What you should do: Going through the entries below, count each line containing the word "lower". Report the number only.

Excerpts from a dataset
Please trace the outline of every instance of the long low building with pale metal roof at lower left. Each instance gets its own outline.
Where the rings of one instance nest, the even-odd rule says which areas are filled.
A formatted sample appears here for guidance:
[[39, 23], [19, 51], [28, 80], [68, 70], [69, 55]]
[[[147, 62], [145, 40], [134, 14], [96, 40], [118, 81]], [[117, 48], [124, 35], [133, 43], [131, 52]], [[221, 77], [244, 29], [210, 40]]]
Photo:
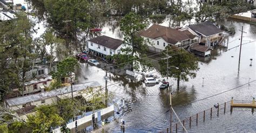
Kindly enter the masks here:
[[[86, 90], [87, 87], [98, 86], [100, 86], [98, 82], [87, 82], [84, 84], [73, 85], [73, 92]], [[63, 95], [68, 93], [71, 93], [71, 86], [65, 86], [48, 92], [41, 92], [37, 94], [25, 95], [23, 97], [6, 99], [4, 100], [4, 108], [18, 110], [29, 106], [38, 107], [41, 105], [55, 104], [59, 97], [63, 98]]]

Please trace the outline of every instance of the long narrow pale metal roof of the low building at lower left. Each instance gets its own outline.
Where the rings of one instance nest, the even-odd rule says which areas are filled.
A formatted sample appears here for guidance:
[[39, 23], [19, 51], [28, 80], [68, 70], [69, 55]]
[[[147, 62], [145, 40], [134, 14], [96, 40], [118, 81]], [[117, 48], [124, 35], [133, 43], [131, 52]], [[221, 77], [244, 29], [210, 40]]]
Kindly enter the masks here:
[[[73, 85], [73, 92], [84, 90], [87, 87], [96, 87], [96, 86], [100, 86], [100, 84], [98, 82], [87, 82], [84, 84]], [[65, 87], [58, 88], [56, 90], [52, 90], [52, 91], [48, 91], [48, 92], [41, 92], [41, 93], [37, 93], [37, 94], [26, 95], [23, 97], [6, 99], [5, 102], [9, 106], [23, 105], [28, 102], [47, 99], [50, 97], [57, 97], [57, 95], [66, 94], [66, 93], [70, 93], [70, 92], [71, 92], [71, 86], [65, 86]]]

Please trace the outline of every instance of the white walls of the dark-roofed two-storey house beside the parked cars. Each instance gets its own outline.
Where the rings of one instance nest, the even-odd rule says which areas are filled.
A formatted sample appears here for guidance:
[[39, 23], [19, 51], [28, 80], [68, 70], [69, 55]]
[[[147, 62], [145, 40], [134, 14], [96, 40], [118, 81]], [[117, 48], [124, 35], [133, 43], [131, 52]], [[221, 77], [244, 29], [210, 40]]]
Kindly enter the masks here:
[[[91, 46], [92, 44], [92, 46]], [[98, 45], [97, 43], [93, 43], [93, 42], [90, 42], [88, 41], [88, 48], [93, 50], [93, 51], [97, 51], [101, 54], [104, 54], [104, 55], [114, 55], [114, 54], [118, 54], [118, 50], [120, 50], [121, 48], [125, 48], [127, 47], [126, 45], [122, 44], [120, 45], [117, 49], [110, 49], [110, 48], [106, 48], [106, 50], [104, 50], [104, 46], [101, 46], [101, 45]], [[110, 50], [112, 50], [112, 54], [110, 53]]]

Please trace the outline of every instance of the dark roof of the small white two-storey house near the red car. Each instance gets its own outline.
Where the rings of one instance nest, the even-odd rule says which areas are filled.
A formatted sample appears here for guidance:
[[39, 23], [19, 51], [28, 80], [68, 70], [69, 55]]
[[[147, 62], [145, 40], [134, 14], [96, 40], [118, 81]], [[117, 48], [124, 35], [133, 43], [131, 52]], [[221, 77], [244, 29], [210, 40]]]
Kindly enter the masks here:
[[113, 39], [106, 35], [97, 36], [97, 38], [93, 38], [88, 41], [97, 43], [98, 45], [101, 45], [113, 50], [116, 50], [120, 45], [123, 44], [122, 40]]

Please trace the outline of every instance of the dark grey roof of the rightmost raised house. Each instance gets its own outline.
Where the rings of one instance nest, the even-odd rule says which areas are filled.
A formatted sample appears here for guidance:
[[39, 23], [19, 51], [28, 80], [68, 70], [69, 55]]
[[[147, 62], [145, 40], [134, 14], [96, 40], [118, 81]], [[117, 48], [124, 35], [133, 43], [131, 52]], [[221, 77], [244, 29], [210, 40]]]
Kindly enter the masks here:
[[210, 36], [210, 35], [224, 32], [221, 29], [219, 29], [217, 26], [213, 25], [210, 21], [205, 21], [203, 23], [191, 25], [187, 27], [192, 29], [192, 31], [196, 32], [197, 34], [204, 35], [204, 36]]

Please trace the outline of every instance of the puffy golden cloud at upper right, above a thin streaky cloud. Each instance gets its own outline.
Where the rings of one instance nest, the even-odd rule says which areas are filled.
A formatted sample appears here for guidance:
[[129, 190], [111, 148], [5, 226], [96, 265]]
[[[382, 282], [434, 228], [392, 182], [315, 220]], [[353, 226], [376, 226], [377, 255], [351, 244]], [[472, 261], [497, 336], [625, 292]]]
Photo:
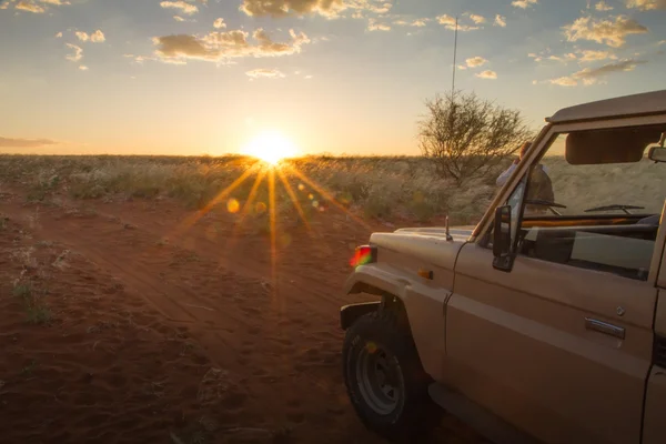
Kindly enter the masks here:
[[643, 24], [625, 16], [618, 16], [613, 21], [595, 20], [592, 17], [581, 17], [572, 24], [563, 27], [564, 34], [568, 41], [591, 40], [597, 43], [606, 43], [613, 48], [619, 48], [626, 43], [629, 34], [644, 34], [647, 31]]

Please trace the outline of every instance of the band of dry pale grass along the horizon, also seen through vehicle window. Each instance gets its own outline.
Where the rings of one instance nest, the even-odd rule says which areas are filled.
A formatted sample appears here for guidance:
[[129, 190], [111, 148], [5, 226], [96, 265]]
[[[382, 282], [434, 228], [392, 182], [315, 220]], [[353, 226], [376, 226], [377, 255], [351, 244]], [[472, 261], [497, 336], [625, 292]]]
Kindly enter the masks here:
[[[28, 188], [30, 200], [57, 202], [62, 193], [74, 199], [173, 198], [196, 209], [203, 208], [255, 164], [240, 157], [0, 155], [0, 180]], [[456, 188], [453, 180], [437, 176], [433, 165], [423, 158], [310, 157], [290, 164], [363, 218], [427, 223], [435, 216], [450, 214], [456, 224], [478, 221], [497, 191], [495, 178], [506, 167]], [[588, 208], [591, 199], [595, 205], [630, 203], [643, 204], [655, 212], [662, 209], [663, 196], [655, 199], [655, 193], [648, 191], [664, 189], [663, 165], [644, 161], [630, 165], [574, 168], [562, 158], [548, 158], [545, 164], [553, 178], [556, 200], [565, 203], [569, 212]], [[325, 206], [326, 199], [317, 190], [290, 169], [282, 171], [306, 218]], [[243, 210], [256, 175], [252, 173], [221, 204], [233, 199], [234, 205], [238, 204], [234, 211]], [[278, 216], [299, 223], [289, 190], [278, 178], [275, 182]], [[249, 208], [249, 216], [254, 218], [259, 226], [268, 224], [268, 203], [269, 188], [264, 180], [254, 204]]]

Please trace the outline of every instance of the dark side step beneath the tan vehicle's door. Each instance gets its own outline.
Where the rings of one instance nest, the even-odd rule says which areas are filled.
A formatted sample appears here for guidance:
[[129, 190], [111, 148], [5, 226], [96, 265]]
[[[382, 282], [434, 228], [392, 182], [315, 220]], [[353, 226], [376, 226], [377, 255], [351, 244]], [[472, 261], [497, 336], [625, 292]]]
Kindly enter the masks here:
[[433, 383], [428, 387], [433, 401], [446, 412], [468, 424], [486, 440], [495, 444], [538, 444], [539, 441], [516, 428], [488, 410], [444, 384]]

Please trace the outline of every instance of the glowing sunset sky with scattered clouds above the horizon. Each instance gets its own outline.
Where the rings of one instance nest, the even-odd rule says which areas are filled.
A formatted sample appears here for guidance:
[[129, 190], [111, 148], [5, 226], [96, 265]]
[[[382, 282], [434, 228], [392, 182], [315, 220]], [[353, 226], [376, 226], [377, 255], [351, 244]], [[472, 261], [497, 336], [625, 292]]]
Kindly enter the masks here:
[[666, 0], [0, 0], [0, 152], [417, 154], [457, 82], [521, 109], [666, 88]]

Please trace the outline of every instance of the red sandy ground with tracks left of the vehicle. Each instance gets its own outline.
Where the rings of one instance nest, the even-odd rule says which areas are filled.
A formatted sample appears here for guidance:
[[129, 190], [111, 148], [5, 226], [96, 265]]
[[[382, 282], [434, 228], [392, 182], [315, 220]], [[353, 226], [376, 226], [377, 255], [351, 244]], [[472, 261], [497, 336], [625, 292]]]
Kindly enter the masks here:
[[[341, 287], [367, 228], [330, 210], [314, 238], [279, 229], [273, 281], [268, 236], [232, 249], [225, 211], [176, 235], [192, 211], [173, 202], [33, 204], [4, 191], [1, 443], [381, 442], [340, 364], [339, 307], [360, 300]], [[19, 276], [51, 321], [27, 321]], [[481, 441], [445, 417], [434, 442]]]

Task result: 2